### Set problem
Output everything from the start of the records below down to the line containing "x=302, y=236", inclusive, as a Markdown table with columns Row and Line. Omit blank lines.

### Input
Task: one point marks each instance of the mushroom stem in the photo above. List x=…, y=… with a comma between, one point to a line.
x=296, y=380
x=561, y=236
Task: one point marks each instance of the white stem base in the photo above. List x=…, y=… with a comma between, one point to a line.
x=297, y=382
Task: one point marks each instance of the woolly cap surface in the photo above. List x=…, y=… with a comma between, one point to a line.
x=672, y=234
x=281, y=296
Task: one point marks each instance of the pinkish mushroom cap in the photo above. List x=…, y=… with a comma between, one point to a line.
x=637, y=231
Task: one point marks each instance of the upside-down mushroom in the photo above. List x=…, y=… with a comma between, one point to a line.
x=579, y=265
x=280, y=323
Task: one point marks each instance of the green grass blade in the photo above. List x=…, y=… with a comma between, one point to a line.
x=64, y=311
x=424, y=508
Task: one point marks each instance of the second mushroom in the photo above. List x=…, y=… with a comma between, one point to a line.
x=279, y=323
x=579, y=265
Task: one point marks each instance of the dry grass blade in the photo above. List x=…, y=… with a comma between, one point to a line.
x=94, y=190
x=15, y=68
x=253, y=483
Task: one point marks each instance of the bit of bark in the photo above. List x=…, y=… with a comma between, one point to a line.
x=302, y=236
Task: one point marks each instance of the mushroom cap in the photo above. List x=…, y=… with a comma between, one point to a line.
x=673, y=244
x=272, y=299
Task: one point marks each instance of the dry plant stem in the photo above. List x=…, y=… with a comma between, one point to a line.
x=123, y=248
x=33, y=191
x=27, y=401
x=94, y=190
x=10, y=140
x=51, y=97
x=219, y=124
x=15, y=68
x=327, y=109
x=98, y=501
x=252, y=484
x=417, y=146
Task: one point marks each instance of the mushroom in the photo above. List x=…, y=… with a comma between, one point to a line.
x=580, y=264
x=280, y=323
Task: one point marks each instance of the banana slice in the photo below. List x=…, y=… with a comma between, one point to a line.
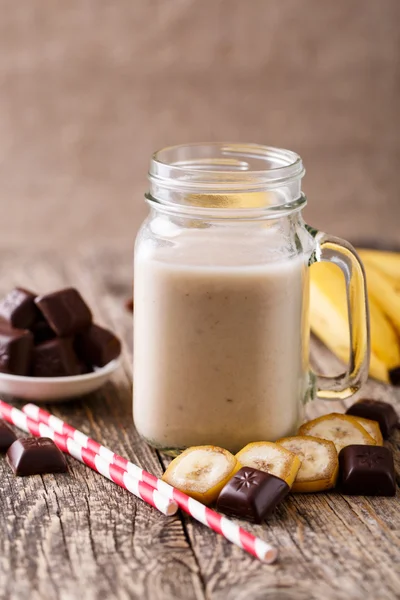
x=371, y=427
x=340, y=429
x=270, y=458
x=319, y=463
x=202, y=471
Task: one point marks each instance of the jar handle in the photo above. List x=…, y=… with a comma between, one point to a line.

### Response below
| Row | Line |
|---|---|
| 1 | Task: one point marks each instance of the mushroom stem in the photo above. List x=…, y=… with a comma between, one point to a line. |
| 2 | x=296, y=380 |
| 3 | x=561, y=236 |
| 4 | Task: one point marks each instance of the white stem base in the photo above. List x=…, y=… with a comma between, one point to a line. |
| 5 | x=297, y=382 |
| 6 | Task: one point marks each instance of the woolly cap surface in the photo above. List x=…, y=… with a comma between, one point to a line. |
| 7 | x=672, y=234 |
| 8 | x=281, y=296 |
| 9 | Task: one point marks each instance of the pinkish mushroom cap in the photo above. List x=…, y=… with a comma between, one point to a line. |
| 10 | x=637, y=231 |
| 11 | Task: one point marks each instance of the upside-down mushroom in the photo above. List x=…, y=… with a comma between, one point to a line. |
| 12 | x=579, y=265 |
| 13 | x=280, y=323 |
| 14 | Task: one point marks each instance of the green grass blade in the photo above. List x=…, y=… with a comma between, one point to a line. |
| 15 | x=64, y=311 |
| 16 | x=424, y=508 |
| 17 | Task: one point marks each instance of the second mushroom in the photo above. List x=…, y=… with a comma between, one point to a line. |
| 18 | x=279, y=323 |
| 19 | x=579, y=265 |
| 20 | Task: one point marks each instance of the dry grass blade in the photo above. List x=…, y=… with a comma between, one point to a line. |
| 21 | x=94, y=190 |
| 22 | x=15, y=68 |
| 23 | x=253, y=483 |
| 24 | Task: one point marks each instance of the bit of bark in the photo above. List x=…, y=… with a comma between, one point to a line. |
| 25 | x=302, y=236 |